DATA RECORDS:
————

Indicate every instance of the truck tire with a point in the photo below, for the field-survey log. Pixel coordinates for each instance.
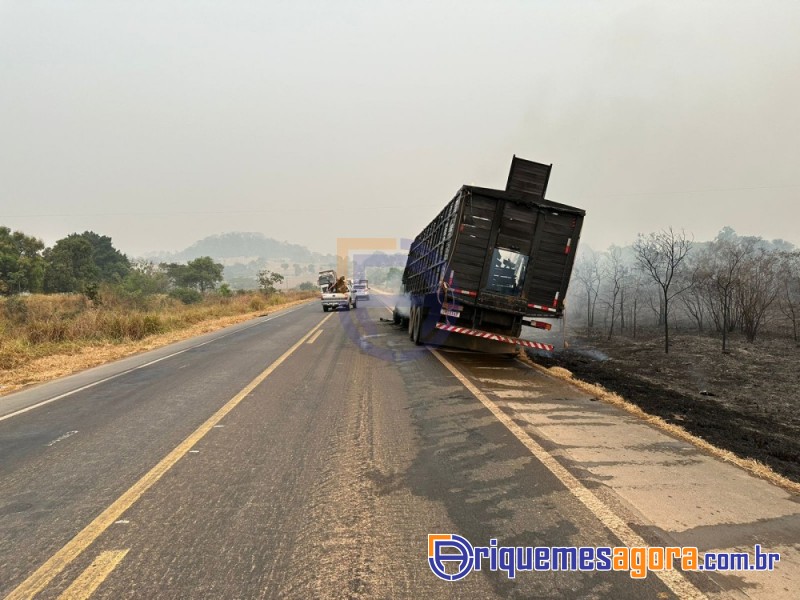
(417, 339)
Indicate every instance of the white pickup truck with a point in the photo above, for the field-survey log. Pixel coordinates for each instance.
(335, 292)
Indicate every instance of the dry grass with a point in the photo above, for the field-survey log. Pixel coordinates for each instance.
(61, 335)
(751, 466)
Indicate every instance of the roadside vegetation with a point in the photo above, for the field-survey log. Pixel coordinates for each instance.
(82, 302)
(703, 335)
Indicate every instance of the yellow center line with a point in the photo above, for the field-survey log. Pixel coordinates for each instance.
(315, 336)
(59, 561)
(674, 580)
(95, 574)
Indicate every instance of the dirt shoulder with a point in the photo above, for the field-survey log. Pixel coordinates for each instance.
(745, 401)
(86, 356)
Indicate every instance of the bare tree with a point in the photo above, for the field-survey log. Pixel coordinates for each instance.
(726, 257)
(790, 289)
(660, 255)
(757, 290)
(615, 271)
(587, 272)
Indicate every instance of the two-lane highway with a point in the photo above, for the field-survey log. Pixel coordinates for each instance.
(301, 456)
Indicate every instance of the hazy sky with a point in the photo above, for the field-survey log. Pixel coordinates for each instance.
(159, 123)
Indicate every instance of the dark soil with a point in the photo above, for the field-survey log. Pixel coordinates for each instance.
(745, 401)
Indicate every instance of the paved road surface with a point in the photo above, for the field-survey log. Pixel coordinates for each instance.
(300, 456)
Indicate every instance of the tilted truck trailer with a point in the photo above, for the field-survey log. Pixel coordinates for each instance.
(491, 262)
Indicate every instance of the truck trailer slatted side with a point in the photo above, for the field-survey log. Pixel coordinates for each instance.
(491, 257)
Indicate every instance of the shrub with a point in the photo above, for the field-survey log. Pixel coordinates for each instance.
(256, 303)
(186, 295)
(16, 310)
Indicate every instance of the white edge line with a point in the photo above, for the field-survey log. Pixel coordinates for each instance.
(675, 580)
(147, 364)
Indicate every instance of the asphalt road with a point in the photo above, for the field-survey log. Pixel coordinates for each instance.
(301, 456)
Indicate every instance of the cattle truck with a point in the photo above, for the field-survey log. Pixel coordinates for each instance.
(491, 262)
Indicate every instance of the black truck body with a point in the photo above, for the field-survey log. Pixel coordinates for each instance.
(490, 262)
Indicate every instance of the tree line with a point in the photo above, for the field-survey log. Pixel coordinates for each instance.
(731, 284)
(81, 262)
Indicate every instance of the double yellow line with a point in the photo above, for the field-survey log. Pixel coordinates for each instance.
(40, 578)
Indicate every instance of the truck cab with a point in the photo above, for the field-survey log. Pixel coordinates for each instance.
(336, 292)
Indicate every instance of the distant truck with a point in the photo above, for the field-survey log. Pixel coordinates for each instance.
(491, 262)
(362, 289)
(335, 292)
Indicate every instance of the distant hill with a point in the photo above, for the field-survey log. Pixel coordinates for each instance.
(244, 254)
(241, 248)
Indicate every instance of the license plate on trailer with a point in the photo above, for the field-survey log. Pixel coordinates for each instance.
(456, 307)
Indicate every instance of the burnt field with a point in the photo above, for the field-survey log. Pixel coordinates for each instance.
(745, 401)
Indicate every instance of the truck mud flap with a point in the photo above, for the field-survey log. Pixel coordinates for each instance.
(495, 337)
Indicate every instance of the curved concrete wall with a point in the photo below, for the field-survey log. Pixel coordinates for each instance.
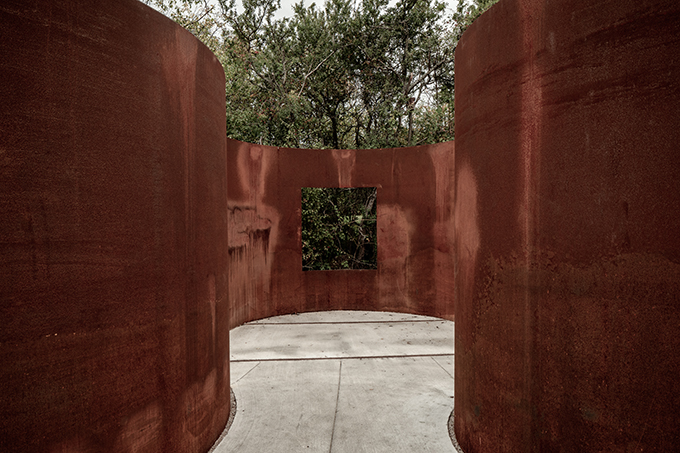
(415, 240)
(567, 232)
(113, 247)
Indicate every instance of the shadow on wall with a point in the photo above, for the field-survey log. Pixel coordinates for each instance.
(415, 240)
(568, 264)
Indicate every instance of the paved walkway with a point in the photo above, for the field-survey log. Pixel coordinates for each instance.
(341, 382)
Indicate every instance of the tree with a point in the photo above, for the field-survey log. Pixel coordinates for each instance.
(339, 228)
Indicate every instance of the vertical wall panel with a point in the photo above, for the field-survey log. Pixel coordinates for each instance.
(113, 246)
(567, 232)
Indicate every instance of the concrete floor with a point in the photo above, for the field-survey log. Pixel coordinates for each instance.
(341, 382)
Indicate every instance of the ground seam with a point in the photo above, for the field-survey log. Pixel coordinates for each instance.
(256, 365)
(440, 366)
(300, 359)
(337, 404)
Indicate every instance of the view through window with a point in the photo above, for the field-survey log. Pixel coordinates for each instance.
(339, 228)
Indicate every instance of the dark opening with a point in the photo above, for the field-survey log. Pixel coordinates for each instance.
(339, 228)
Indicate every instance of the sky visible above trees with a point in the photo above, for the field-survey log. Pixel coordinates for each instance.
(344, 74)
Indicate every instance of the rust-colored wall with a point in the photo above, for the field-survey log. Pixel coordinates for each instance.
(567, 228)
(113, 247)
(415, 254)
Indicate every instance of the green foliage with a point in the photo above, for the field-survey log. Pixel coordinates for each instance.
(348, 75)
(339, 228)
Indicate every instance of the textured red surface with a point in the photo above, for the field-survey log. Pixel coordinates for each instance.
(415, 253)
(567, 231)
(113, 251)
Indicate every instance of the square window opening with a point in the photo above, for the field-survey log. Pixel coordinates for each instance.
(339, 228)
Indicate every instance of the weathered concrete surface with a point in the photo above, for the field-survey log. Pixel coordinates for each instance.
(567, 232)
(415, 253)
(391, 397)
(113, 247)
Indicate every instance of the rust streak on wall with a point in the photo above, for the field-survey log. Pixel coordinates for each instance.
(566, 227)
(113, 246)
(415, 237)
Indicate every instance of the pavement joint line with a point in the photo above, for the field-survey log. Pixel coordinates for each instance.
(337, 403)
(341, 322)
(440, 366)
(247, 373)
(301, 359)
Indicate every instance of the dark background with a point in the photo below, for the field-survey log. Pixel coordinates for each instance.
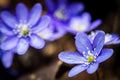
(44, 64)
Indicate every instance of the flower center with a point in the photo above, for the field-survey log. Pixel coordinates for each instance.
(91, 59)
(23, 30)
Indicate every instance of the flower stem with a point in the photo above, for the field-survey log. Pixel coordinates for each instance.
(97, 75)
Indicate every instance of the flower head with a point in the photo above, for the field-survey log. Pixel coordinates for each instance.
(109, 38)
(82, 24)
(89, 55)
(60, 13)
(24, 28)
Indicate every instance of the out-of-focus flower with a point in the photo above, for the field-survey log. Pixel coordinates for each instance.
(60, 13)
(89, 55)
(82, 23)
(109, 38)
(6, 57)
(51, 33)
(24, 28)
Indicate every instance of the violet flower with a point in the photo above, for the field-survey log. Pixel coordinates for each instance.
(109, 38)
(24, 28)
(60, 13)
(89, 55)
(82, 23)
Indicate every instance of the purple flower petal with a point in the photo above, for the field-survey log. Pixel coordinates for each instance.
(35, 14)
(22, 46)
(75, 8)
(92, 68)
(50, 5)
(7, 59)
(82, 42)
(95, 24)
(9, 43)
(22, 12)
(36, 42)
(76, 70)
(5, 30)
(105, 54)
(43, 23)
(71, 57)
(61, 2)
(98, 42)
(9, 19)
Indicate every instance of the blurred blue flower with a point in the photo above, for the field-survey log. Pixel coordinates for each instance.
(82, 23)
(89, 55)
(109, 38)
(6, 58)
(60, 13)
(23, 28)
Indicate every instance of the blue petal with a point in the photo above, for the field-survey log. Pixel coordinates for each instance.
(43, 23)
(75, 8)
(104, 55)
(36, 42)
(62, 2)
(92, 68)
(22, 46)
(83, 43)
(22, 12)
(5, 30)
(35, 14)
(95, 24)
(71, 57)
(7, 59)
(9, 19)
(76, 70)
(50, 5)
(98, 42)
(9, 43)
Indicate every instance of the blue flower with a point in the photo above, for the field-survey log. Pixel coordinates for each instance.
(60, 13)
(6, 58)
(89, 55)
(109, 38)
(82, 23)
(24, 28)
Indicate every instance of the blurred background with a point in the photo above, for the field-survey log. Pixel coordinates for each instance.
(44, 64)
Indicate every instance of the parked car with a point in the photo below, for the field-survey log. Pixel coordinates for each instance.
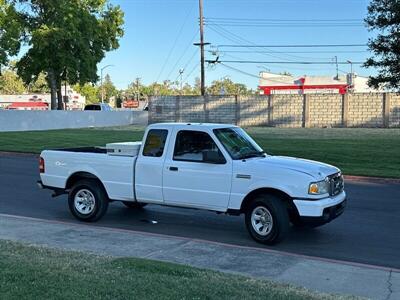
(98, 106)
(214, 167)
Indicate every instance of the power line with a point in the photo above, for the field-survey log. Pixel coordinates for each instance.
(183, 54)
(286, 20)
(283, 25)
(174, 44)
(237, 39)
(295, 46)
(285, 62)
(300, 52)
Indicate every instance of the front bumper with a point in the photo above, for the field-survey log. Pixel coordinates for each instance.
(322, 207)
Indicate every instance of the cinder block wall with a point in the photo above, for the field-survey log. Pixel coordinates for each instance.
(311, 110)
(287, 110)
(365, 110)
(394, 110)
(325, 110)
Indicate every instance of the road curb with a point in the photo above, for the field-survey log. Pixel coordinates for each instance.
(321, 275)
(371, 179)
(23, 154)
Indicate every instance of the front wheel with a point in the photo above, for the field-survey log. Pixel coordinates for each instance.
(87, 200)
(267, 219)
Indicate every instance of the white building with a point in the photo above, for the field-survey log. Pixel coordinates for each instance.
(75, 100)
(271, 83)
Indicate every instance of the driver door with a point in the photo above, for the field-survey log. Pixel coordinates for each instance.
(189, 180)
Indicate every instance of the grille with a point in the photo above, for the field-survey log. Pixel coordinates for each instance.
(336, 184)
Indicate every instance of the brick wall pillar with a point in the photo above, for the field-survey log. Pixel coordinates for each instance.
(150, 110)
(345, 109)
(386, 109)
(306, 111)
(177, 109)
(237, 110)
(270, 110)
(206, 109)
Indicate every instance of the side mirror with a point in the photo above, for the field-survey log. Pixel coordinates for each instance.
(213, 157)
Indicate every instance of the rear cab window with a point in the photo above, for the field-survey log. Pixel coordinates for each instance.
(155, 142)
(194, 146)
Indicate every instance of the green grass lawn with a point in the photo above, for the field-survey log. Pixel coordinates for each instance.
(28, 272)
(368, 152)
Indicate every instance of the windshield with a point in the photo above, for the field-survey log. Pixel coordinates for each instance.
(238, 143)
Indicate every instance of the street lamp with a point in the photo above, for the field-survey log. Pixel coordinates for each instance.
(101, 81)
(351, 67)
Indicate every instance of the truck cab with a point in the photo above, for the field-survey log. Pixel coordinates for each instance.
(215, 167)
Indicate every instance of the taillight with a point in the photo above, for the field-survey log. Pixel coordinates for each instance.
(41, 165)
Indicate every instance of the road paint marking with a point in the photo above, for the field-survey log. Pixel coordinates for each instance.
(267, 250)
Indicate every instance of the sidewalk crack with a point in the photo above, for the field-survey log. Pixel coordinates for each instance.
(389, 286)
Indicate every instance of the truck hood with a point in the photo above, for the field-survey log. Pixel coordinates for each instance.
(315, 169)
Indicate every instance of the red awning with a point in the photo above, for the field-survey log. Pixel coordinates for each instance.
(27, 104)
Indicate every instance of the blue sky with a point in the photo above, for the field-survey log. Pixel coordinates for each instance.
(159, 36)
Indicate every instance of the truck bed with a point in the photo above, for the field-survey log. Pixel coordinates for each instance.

————

TASK TO COMPLETE: Reproduce the listing above exactly from the line containing "Indicate every instance of the side mirror" through its last line, with both of those lines included.

FINISHED EXERCISE:
Indicate every instance of the side mirror with a point in the photo above, for the field-survey log. Pixel coordinates for each instance.
(213, 157)
Indicate every instance of the rear cab window with a point in the photo above, for the field-survey log. Pixel coordinates for each instance.
(155, 142)
(194, 146)
Indicate every instance of the green grass lawn with a point in the photo above, for the field-survey log. Pixel coordinates for each instance.
(28, 272)
(368, 152)
Indicate every instance of the windshield with a point in the photo above, for the field-survey log. Pixel coordinates for each instance.
(238, 143)
Indicate every instance of the street lamp with a point in the photo above, for the field-survey log. Pixel coordinates for each instance.
(101, 81)
(351, 67)
Indicate every instance of the truck cab with a point in the photo above, for the field-survey log. Pixel coordinates for each instance.
(215, 167)
Indicate every instance of the taillight with a point in the photo above, for the field-survey log. Pixel coordinates for each instance.
(41, 165)
Indicate every instance of the road paint marking with a point in the photo above, for the field-survey log. Pixel coordinates for each instance.
(267, 250)
Indicate every instance of the sidewalk crack with a point in the photo above, for the field-survey log. Pixel coordinates for each instance.
(389, 286)
Indicate every instance of the truck hood with a point in the photo above, for the field-survey log. Pixel coordinates for each instance.
(315, 169)
Indicate every instance of the red awning with a point in the photo above, for the field-survey log. Pixel coordinates for each instance.
(27, 104)
Indicate every instance of the blue sky with a point in the photo above, for the field-survey log. Pixel coordinates for each instance.
(159, 36)
Indicate every instance of the truck bed with a point in the photo above, for the field-survey log. Pixel coordinates for each instance.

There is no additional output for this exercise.